▶ _TASK REQUIREMENTS_
Set down again each entry exactly as it reads, pictures excluded.

%%

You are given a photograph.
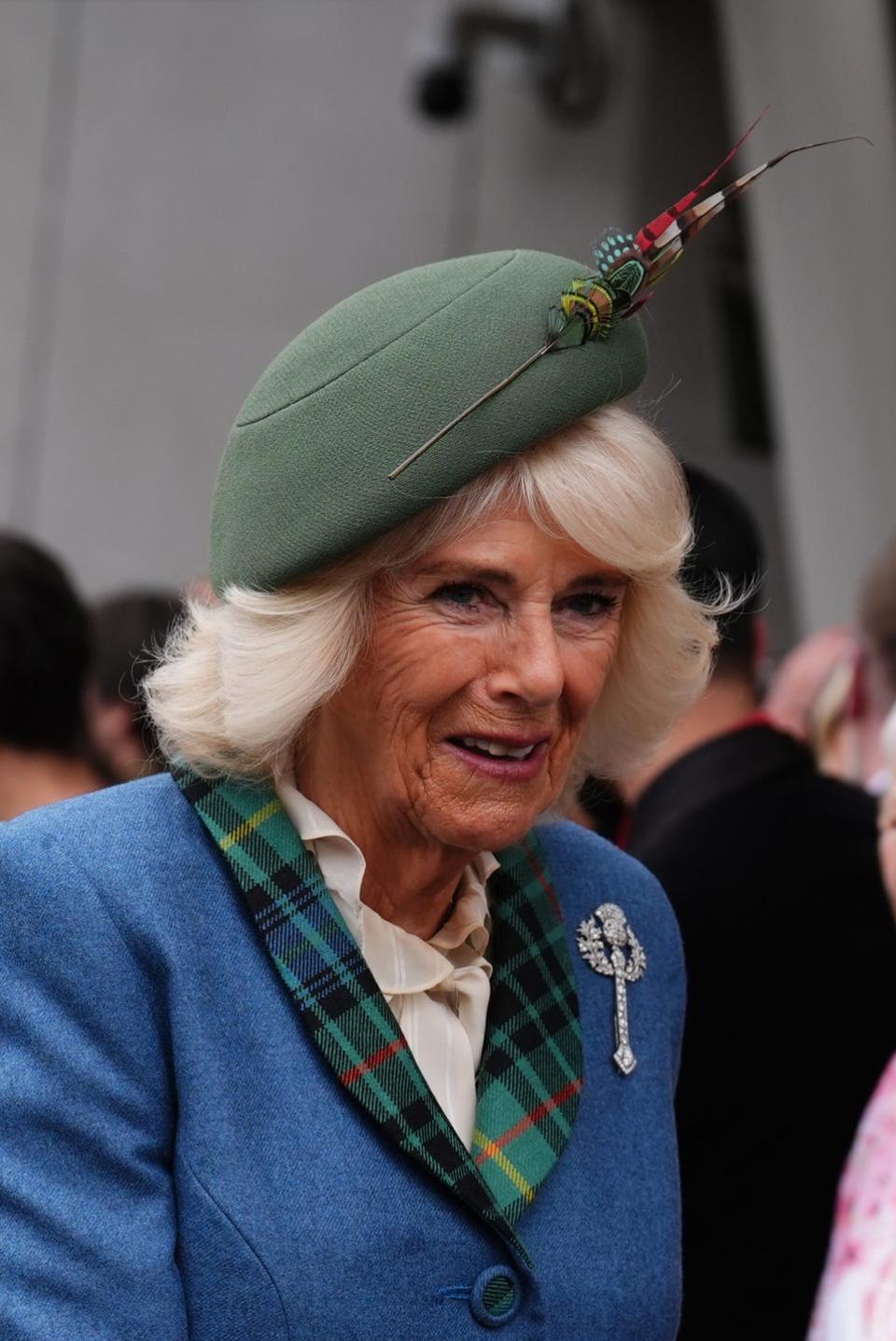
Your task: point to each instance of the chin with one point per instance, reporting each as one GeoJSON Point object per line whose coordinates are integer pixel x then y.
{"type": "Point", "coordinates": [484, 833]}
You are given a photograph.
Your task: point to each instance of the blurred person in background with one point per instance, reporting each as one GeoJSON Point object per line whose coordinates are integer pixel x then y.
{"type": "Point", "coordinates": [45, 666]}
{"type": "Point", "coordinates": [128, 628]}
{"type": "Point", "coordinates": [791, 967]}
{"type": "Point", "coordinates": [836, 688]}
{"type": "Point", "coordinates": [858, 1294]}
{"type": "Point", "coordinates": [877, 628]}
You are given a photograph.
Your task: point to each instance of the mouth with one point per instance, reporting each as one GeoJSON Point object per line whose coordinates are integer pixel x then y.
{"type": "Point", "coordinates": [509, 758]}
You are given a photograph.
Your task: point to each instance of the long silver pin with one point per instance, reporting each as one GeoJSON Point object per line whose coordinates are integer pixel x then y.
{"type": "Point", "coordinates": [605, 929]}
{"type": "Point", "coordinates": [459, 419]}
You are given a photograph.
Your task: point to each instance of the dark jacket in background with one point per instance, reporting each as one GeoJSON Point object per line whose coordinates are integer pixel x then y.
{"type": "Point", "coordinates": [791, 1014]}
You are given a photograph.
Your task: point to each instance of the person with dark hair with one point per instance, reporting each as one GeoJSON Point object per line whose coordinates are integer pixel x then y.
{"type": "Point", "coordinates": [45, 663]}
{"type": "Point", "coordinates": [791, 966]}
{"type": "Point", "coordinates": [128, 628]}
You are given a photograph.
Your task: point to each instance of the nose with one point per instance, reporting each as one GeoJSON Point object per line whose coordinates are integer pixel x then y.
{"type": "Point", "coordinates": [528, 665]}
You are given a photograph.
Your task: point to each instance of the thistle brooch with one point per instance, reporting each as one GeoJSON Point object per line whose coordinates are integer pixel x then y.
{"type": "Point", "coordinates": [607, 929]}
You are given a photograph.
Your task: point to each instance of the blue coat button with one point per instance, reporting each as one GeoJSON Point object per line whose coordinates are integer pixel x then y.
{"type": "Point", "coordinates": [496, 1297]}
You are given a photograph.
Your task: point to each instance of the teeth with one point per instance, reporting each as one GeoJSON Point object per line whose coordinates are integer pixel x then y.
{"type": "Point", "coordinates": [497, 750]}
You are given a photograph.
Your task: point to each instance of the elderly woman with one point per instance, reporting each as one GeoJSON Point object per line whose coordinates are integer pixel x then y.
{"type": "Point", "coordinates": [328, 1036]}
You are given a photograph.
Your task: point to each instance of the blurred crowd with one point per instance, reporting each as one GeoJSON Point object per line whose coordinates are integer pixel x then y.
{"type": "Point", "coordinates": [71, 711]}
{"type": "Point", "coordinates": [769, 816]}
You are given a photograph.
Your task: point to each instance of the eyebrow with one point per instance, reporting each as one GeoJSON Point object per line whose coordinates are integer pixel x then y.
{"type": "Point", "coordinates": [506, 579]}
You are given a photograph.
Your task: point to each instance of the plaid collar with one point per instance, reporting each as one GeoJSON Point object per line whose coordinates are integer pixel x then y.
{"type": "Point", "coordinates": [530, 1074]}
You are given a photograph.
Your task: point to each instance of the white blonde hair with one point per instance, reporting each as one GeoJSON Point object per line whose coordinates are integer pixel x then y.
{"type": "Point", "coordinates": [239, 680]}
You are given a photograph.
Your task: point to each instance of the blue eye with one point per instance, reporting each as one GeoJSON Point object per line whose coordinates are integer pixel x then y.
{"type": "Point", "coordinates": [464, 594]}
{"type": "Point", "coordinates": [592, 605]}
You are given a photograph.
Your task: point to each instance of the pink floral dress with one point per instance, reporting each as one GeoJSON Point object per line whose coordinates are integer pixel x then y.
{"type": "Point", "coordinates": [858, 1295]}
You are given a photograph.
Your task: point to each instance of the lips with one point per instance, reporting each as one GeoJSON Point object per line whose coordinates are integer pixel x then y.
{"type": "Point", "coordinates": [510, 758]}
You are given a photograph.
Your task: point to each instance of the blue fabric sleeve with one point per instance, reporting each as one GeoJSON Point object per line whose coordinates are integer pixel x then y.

%%

▶ _RESPONSE_
You are given a photograph.
Your task: point to each instance of the chin with one point per instance, reporting each as one GeoJSON Point object per line whose coordinates are integer pixel x then y.
{"type": "Point", "coordinates": [484, 833]}
You are given a photograph.
Your task: point to each instance of the blurred person in background with one point per instance, reporting each as one GeoJSON Point object per line whose coordinates are integer pixel x then y.
{"type": "Point", "coordinates": [45, 666]}
{"type": "Point", "coordinates": [128, 628]}
{"type": "Point", "coordinates": [791, 967]}
{"type": "Point", "coordinates": [836, 688]}
{"type": "Point", "coordinates": [858, 1294]}
{"type": "Point", "coordinates": [877, 628]}
You are given a photograph.
Your task: point to each instance of the mouth with one point per instance, reporting each as one GeoJSON Point object per line whose coordinates are integer pixel x then y.
{"type": "Point", "coordinates": [509, 758]}
You are given a photograph.
Your task: point to each instance of the long silver pin with one point per instance, reporting each as one GeoJSON Point object per line whose coordinates are integer pixel x then y.
{"type": "Point", "coordinates": [605, 929]}
{"type": "Point", "coordinates": [459, 419]}
You are given a photograph.
Your task: point to each instance of the dark jacket in background with one point per instance, reporting each as one GeoJSON Point object per line whose coordinates are integer pixel x then y.
{"type": "Point", "coordinates": [791, 1014]}
You are given a photograph.
Your task: point to each instance of the person with dark hair with one point per instance, reporting each as one GeoJSON Point object per line whose coordinates are integer pixel x then y.
{"type": "Point", "coordinates": [45, 663]}
{"type": "Point", "coordinates": [791, 966]}
{"type": "Point", "coordinates": [128, 628]}
You are given a photograph.
Your task: point to each instance of the nose with one point per instance, reporting each as one GeoJSON Point object per line whose coordinates are integer pixel x then y.
{"type": "Point", "coordinates": [528, 665]}
You are given a photograph.
Your task: point to each instance of the thistle brooch with one point per instance, reporting each as one GeoJSON Point object per line whose coordinates are integer pixel x then y.
{"type": "Point", "coordinates": [607, 929]}
You are given a photograph.
Your task: point to each instance of the blue coat button with one point per instance, reporting each as one GeoJSON Point object per line whose coordinates are integer pixel x then y.
{"type": "Point", "coordinates": [496, 1297]}
You are given a photograph.
Your task: point to each instance of the teeth with one point per instance, reporting each as one GeoJSON Point object per line whose coordinates are integer pixel x then y.
{"type": "Point", "coordinates": [497, 750]}
You are given a photograph.
Your task: point to each instance of the elderly woman with one point per instance, reporting each as one GeoJSON Point object per line whose coordinates are integer pixel x then y.
{"type": "Point", "coordinates": [328, 1036]}
You are given a photograph.
Your task: point to each instance of the blurred crowd with one point per instance, reporting each as one GeoJSON Point object per line whose coordinates are integer pixel x then y.
{"type": "Point", "coordinates": [71, 711]}
{"type": "Point", "coordinates": [769, 816]}
You are given a photograph.
Your task: point to each instance of the eyebrow with one point per instance, reporting each as one GeoJSON Point object per line whose coordinates are integer pixel x then y.
{"type": "Point", "coordinates": [506, 579]}
You are given a photograph.
Your task: point to each instance of the plaid collar with one point per instance, reporting each as one GeoJSON Point object per line whose coordinates are integer pixel x then y.
{"type": "Point", "coordinates": [530, 1074]}
You are given a photograph.
Your task: point to each instance of the white blonde hair with one point per instance, reporting each as one GeoJSON Point object per line whose coordinates are integer pixel x then y.
{"type": "Point", "coordinates": [239, 680]}
You are given a photograph.
Your task: point to each instance of the blue eye with one point per instance, reporting each as one GeoJSON Point object per line whose coordinates are integer pixel x then y.
{"type": "Point", "coordinates": [464, 594]}
{"type": "Point", "coordinates": [592, 605]}
You are given a photograph.
Your task: point to each instance of the pink floral dress with one point per instance, reporting each as one GeoJSON Point object per line whose coordinates are integer pixel x then y.
{"type": "Point", "coordinates": [858, 1295]}
You are given a photograph.
Your task: point to each instance of the lips with one point per instance, reporting each as one GeoJSON Point object per line whose coordinates are integer pixel x then y.
{"type": "Point", "coordinates": [510, 758]}
You are given a photograph.
Your task: point to each instance of the blue fabric sleeve with one point per instance, reporting each as one GeoJSON Point object per line whose coordinates are integer pixel x then y.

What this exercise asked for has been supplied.